WHAT YOU WILL DO.
A – According to the med spa text, what did Alchemy43 market itself as wanting to become in 2017?
B – Please carry on the med spa text past its final sentence.
-- TEXT SHOWN follows --
The likes of Alchemy43 marketed themselves with the desire to become the “Drybar of Botox” back in 2017, while dermatologists have been integrating more spa-like amenities and services, as evidenced in the expanded service offerings of the Dr. Dennis Gross practice, including everything from dermatological surgery and facials to fillers. “There’s this popularization happening in terms of bringing the medical into a transcendent experience. The spas that brought on medical services had a focus on luxury, comfort, experience-driven. Now these med spas are doing it in a more expeditious manner,” Moine comments. Spaces such as Ject and Facile are even expanding into skincare product lines, putting profits that would have otherwise gone to competitor brands in their own pocket while increasing brand presence beyond the in-person visit.
There have been concerns about the safety and expertise of getting these procedures done in a med spa environment. The differing practice regulations across the United States present a huge challenge. Examples include an aesthetician being allowed to perform microdermabrasion in the state of Maryland, while in the state of Illinois, the same procedure can only be done by a trained physician. The Department of Defense’s aim to increase the transferability of licenses, including cosmetology licenses, for military spouses that move to different states, could create uniformity across the nation.
-- TEXT SHOWN concluded --
-- AVAILABLE DATA follows --
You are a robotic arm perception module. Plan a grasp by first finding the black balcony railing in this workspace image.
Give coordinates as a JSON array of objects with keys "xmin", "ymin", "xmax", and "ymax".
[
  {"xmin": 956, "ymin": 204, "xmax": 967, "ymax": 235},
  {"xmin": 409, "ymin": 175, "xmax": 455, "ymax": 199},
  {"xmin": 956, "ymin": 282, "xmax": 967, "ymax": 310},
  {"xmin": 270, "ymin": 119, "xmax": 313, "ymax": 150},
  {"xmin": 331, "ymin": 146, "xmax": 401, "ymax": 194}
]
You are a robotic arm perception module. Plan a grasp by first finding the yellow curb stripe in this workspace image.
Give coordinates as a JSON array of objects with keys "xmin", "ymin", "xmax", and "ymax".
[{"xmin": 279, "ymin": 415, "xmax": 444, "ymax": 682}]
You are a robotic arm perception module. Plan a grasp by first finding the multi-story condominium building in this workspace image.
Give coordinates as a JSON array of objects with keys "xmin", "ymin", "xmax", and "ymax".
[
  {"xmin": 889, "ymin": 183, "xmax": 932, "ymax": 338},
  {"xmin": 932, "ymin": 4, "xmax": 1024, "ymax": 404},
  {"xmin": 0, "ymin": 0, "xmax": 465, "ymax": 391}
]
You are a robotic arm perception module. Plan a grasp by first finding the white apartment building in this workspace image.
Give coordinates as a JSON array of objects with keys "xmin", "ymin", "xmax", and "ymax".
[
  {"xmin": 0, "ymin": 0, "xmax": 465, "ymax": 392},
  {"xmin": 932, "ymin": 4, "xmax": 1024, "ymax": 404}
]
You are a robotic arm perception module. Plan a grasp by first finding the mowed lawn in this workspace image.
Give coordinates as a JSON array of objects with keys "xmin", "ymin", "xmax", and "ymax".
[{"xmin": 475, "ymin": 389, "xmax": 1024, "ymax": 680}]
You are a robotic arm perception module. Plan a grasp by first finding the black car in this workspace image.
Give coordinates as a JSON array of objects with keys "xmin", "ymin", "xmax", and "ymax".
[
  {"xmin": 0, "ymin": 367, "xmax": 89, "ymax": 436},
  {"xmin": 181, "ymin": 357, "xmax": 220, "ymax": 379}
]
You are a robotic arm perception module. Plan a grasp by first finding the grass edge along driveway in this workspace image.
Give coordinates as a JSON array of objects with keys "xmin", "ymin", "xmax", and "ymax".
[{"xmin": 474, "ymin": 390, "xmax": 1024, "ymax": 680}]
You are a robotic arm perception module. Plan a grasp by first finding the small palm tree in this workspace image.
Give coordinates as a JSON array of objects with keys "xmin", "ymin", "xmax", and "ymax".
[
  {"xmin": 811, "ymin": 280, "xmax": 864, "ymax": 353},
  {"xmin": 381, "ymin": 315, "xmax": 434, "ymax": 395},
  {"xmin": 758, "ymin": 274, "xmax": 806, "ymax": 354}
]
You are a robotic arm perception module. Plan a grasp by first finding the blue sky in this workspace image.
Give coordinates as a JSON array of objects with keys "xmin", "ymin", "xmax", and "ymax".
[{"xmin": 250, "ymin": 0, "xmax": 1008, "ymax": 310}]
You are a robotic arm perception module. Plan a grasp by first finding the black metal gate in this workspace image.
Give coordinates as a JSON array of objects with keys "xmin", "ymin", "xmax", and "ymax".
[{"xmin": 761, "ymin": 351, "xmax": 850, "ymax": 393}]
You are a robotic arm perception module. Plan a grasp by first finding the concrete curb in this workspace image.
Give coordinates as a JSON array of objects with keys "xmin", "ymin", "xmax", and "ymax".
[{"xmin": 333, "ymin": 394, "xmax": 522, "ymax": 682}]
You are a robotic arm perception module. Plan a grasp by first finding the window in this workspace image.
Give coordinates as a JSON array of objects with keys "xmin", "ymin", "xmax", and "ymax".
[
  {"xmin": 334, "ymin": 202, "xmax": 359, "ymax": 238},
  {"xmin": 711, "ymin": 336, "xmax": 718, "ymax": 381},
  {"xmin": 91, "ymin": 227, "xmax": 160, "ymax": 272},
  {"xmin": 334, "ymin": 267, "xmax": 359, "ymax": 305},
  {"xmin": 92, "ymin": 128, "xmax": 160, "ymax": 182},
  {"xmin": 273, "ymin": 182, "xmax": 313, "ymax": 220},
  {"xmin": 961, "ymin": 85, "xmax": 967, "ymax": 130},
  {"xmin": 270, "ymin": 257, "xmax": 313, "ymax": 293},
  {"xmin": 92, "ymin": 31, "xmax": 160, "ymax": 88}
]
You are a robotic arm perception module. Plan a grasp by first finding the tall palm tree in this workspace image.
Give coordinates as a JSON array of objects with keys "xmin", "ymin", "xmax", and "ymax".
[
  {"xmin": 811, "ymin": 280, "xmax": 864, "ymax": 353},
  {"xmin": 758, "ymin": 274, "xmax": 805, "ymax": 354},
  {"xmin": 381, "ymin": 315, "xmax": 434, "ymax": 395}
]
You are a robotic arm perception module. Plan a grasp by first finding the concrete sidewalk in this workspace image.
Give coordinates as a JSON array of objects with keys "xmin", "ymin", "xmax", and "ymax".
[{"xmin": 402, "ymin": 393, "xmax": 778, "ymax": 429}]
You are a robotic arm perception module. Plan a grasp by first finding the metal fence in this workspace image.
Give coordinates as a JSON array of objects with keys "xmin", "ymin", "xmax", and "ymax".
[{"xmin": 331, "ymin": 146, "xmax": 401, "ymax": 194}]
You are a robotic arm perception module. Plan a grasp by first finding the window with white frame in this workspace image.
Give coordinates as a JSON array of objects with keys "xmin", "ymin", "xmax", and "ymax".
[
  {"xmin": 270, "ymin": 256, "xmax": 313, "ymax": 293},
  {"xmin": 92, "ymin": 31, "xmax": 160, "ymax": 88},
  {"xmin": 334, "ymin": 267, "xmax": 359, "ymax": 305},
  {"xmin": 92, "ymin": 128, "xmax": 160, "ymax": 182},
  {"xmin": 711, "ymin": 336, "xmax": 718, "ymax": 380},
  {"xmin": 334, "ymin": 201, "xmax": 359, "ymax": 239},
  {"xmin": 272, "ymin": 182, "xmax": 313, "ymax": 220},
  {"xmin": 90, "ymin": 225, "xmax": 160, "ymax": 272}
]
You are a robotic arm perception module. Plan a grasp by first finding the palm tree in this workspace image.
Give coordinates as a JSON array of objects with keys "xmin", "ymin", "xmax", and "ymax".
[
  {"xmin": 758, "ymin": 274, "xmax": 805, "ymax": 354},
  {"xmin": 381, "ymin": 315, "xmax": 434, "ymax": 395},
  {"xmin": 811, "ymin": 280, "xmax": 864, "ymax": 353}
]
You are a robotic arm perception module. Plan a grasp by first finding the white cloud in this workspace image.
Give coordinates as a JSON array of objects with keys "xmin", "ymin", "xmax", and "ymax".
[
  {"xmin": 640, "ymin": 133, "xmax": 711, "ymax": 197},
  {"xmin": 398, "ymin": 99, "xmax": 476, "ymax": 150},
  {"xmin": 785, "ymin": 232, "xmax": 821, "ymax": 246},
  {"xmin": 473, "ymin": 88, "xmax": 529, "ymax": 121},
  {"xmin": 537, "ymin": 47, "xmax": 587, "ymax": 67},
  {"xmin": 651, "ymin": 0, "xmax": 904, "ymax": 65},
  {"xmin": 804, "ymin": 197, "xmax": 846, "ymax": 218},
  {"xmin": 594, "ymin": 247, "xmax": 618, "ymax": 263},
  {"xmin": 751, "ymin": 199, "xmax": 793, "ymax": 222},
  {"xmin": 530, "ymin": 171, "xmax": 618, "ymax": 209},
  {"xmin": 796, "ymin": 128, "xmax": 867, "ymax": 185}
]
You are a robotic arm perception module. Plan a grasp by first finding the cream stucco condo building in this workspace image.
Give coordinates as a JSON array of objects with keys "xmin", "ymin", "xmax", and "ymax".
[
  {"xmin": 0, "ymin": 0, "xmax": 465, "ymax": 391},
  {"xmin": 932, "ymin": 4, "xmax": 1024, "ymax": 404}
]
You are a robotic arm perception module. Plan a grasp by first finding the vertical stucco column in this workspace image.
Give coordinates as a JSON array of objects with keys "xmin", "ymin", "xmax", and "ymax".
-- AVAILABLE DATA concluded --
WRITTEN RESPONSES.
A – The "Drybar of Botox."

B –
The lack of regulation around who can operate a laser hair removal device in New York (anyone technically, as a license or training aren’t always required) has been described as “The Wild West.” although a regulation presented in March of this year is hoping to change that. Anyone with an MD signature is allowed to inject Botox, striking up concern as to how qualified any professional without extensive experience is, although for some it has proven to be a lucrative side hustle. Furthermore, the regulation around needing a licensed health care professional present is being taken with a grain of salt. “What you see is a lot of MDs putting their names on the door and then maybe showing up once a month,” Moine states.
Of course this doesn’t go for all medical spas, but it has been an industry-wide cause for concern. Given the recent high-profile case of Linda Evangelista’s disfigurement through a CoolSculpting procedure, it might warrant some growing caution amongst a consumer subset. Enterprises which have high training and qualification standards are hoping to shift this stigma. “All Ject providers are physicians, physician assistants [PAs], or nurse practitioners [NPs], and are licensed and certified to practice medicine in New York. They are experts in injectables, as this is their sole practice,” states Ject founder Gabrielle Garritanos.
Perched in the chasm between dermatologists’ offices and traditional spas, medical spas are indicative of the ambiguous nature of today’s consumer. Even the most functional of beauty procedures, bar those produced under anesthesia, are expected to come with a sensory experience to match. As the divide between spa-ified dermatology practices and “drive through” Botox bars lessens, and with growing business (hopefully) accompanied by increasing safety regulations, injectable and filler procedures may soon become a casual stop on the daily errand run.